## Listed entries
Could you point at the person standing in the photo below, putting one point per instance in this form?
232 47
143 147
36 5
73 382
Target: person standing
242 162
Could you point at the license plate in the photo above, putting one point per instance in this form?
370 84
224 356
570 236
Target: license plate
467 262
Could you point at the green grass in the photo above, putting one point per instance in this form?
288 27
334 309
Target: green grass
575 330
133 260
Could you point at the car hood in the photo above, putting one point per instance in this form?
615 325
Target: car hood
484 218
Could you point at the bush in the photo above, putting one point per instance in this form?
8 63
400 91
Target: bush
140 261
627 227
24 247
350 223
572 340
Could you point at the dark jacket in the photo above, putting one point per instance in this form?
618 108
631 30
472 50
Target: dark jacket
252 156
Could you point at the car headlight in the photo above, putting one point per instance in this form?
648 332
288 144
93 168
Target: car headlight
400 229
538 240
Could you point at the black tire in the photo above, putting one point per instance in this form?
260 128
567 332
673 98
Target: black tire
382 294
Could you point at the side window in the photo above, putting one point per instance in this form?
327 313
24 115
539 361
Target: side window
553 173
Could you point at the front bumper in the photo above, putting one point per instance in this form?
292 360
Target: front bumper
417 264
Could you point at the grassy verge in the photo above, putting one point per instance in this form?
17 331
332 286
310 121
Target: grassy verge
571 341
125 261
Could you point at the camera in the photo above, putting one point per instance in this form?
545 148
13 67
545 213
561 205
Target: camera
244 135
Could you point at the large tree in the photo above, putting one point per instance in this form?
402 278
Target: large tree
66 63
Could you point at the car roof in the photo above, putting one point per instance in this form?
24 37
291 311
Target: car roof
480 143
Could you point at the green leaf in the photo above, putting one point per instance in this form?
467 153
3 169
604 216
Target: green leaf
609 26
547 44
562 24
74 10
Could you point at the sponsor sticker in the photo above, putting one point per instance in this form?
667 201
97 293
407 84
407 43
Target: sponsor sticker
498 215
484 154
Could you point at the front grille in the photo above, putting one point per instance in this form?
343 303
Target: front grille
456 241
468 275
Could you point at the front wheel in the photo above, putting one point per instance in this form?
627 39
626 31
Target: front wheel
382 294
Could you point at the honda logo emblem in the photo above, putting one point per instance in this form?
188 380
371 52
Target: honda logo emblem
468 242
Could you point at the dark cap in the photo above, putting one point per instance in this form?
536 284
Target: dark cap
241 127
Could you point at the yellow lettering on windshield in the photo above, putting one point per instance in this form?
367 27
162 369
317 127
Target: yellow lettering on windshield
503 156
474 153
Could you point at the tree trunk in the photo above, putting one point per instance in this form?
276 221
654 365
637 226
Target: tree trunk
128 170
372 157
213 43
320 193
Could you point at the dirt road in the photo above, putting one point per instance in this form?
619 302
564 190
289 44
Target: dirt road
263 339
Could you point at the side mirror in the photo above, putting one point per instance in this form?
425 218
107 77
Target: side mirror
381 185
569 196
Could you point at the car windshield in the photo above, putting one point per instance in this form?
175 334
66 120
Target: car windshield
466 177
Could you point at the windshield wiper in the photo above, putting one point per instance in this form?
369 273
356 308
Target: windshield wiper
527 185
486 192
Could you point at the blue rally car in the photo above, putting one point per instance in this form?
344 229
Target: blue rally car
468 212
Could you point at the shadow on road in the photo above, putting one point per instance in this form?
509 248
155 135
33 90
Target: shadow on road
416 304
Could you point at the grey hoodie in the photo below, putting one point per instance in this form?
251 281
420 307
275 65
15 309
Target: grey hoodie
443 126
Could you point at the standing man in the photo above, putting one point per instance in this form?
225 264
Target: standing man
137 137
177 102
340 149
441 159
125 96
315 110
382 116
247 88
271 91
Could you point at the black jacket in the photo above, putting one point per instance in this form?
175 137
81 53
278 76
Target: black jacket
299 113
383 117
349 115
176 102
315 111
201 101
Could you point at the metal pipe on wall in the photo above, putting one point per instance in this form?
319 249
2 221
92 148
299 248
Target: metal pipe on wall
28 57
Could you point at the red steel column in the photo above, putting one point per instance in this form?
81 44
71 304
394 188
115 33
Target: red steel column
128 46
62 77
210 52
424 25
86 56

## Aim of the exercise
If a line of the listing contains "below", count it; state the final number and nothing more.

## The answer
2